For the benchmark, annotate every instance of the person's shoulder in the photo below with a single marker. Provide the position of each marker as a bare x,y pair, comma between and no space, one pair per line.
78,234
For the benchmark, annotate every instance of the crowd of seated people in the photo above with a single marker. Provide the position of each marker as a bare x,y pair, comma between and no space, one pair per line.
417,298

---

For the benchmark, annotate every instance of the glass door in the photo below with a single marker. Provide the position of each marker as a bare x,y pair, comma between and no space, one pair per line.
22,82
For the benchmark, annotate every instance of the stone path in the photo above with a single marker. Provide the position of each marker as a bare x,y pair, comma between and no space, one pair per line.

## Requirement:
Pull out every line of the items above that contains the word "below", and copy each of those lines in full.

## Answer in full:
For the benchmark, annotate every instance of the person's shoulder in the photo below with a single marker. Provide the position of each marker as a bare x,y pair, comma between and no space, one pair per line.
For the benchmark, annotate every instance of the glass door in the photo below with a single marker. Provide the position of each marker as a bare x,y pair, comma between and no space, one pair per line.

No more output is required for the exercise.